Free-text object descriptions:
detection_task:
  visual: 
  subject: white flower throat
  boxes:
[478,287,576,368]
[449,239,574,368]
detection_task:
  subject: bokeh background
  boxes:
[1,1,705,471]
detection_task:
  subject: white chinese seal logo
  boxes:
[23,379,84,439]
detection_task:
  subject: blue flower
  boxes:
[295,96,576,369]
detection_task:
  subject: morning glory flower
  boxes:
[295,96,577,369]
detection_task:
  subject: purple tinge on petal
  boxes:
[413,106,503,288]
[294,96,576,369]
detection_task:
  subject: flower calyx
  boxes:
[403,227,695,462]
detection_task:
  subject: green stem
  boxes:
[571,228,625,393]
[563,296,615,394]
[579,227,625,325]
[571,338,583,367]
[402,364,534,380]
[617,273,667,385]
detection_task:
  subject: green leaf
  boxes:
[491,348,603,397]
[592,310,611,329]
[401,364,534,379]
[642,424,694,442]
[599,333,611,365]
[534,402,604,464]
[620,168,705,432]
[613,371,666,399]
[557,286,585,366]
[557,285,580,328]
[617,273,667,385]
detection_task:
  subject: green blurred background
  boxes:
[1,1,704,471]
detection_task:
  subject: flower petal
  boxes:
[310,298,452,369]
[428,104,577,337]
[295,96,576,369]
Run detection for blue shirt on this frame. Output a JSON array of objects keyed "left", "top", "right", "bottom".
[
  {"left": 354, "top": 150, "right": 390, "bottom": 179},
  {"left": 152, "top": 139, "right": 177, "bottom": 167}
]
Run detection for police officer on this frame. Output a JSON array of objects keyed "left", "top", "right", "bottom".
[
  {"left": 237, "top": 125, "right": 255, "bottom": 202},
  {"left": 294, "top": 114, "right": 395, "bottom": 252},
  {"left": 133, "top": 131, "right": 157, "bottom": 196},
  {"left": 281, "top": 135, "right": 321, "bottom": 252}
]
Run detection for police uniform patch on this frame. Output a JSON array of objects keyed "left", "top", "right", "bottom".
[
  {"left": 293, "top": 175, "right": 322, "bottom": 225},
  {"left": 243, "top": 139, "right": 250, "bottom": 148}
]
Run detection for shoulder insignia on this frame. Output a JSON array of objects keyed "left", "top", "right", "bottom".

_Work item:_ The task requires an exact copy of all the lines above.

_Solution to this task:_
detection_task:
  visual: 
  subject: white flower throat
  boxes:
[478,287,576,368]
[449,239,574,368]
detection_task:
  subject: bokeh background
  boxes:
[1,1,705,471]
detection_task:
  subject: white chinese seal logo
  boxes:
[23,379,84,439]
detection_task:
  subject: blue flower
  boxes:
[295,96,576,369]
detection_task:
  subject: morning glory flower
  boxes:
[295,96,577,369]
detection_task:
  subject: purple tinge on petal
  boxes:
[413,106,503,288]
[294,96,576,369]
detection_task:
  subject: flower calyx
  boxes:
[403,227,695,462]
detection_task:
  subject: green stem
  boxes:
[571,228,625,393]
[563,296,615,394]
[579,227,625,325]
[571,338,583,367]
[402,364,534,380]
[617,273,667,385]
detection_task:
  subject: green leaf
  boxes:
[491,348,603,397]
[592,310,611,329]
[401,364,534,379]
[642,424,694,442]
[599,333,611,365]
[534,402,604,464]
[620,168,705,432]
[613,371,666,399]
[557,286,585,366]
[557,285,580,328]
[617,273,667,385]
detection_task:
  subject: green blurred background
  boxes:
[1,1,704,471]
detection_task:
  subject: flower petal
  boxes:
[310,298,452,369]
[428,104,577,337]
[295,96,576,369]
Run detection for blue shirt on this frame. Output a JSON array of objects keyed "left", "top", "right", "bottom".
[
  {"left": 354, "top": 150, "right": 390, "bottom": 179},
  {"left": 152, "top": 139, "right": 177, "bottom": 167}
]
Run detection for police officer on this frame. Output a JSON array of objects keyed "left", "top", "right", "bottom".
[
  {"left": 237, "top": 125, "right": 255, "bottom": 202},
  {"left": 294, "top": 114, "right": 395, "bottom": 252},
  {"left": 133, "top": 131, "right": 157, "bottom": 196},
  {"left": 281, "top": 135, "right": 321, "bottom": 252}
]
Run detection for police uniform patch on this frame. Output a JSON array of objects keyed "left", "top", "right", "bottom".
[
  {"left": 293, "top": 175, "right": 322, "bottom": 225},
  {"left": 243, "top": 139, "right": 250, "bottom": 148}
]
Run detection for shoulder insignia on this frame. Output a JSON array of objects keyed "left", "top", "right", "bottom".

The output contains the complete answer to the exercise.